• **Given instruction**: Retype the material below, starting at the line that contains "point: hazy horizon" and continuing through the line that contains "column 435, row 195", including both of those lines.
** START OF Stored rows **
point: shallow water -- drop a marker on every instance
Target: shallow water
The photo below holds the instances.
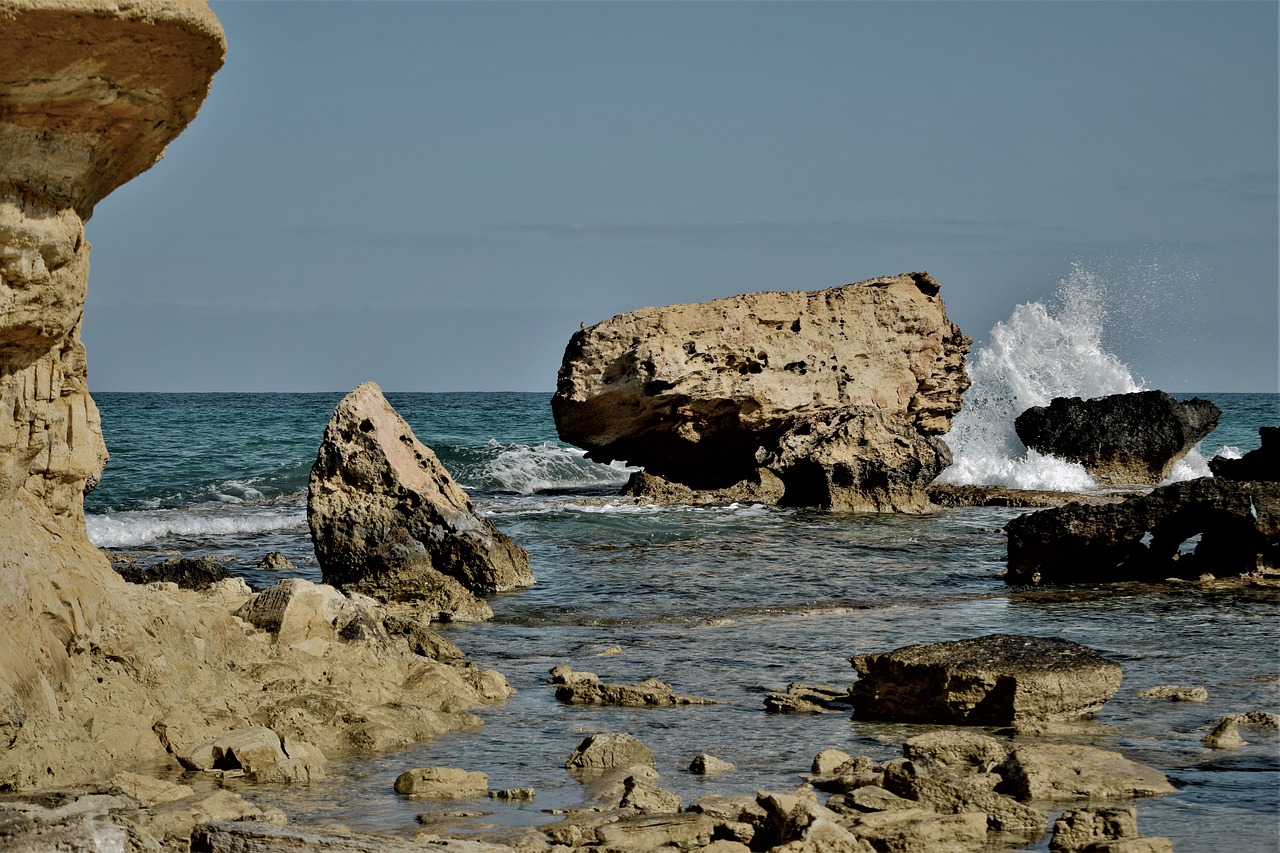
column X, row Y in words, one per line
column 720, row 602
** END OF Stored rows **
** START OF Stored rows **
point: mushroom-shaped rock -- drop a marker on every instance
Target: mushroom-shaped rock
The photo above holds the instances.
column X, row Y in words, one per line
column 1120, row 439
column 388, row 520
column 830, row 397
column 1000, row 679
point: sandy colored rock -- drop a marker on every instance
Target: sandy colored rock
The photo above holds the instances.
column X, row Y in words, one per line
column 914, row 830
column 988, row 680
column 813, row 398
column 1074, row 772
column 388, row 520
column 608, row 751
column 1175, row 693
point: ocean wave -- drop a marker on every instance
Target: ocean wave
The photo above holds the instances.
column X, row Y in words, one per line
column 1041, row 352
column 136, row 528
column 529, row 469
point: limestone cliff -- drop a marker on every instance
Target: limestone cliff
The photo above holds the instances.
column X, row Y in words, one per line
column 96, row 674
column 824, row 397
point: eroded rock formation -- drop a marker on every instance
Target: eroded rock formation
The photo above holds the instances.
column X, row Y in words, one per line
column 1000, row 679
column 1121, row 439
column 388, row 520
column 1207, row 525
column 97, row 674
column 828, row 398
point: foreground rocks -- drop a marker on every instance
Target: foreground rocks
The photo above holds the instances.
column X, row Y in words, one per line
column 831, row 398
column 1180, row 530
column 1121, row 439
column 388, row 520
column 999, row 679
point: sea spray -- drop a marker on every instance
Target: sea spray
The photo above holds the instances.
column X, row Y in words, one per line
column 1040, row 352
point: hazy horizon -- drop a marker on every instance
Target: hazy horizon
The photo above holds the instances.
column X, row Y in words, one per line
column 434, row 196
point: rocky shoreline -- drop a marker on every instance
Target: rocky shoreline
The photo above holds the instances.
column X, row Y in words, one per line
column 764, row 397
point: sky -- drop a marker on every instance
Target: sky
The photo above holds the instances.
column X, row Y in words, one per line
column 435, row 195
** END OF Stored rows **
• **Reply to the task**:
point: hazy horizon -- drop a marker on every instance
Target: hazy horizon
The photo above holds the instances.
column X, row Y in words, one per line
column 434, row 196
point: rocky shoreline -- drop a marker on every instance
Target: rocky shoreline
The photo above holds the instances.
column X, row Y in words, one per line
column 764, row 397
point: sky -- drop a marker on every instance
Target: sky
The photo above holds the instances.
column X, row Y in words, one per line
column 435, row 195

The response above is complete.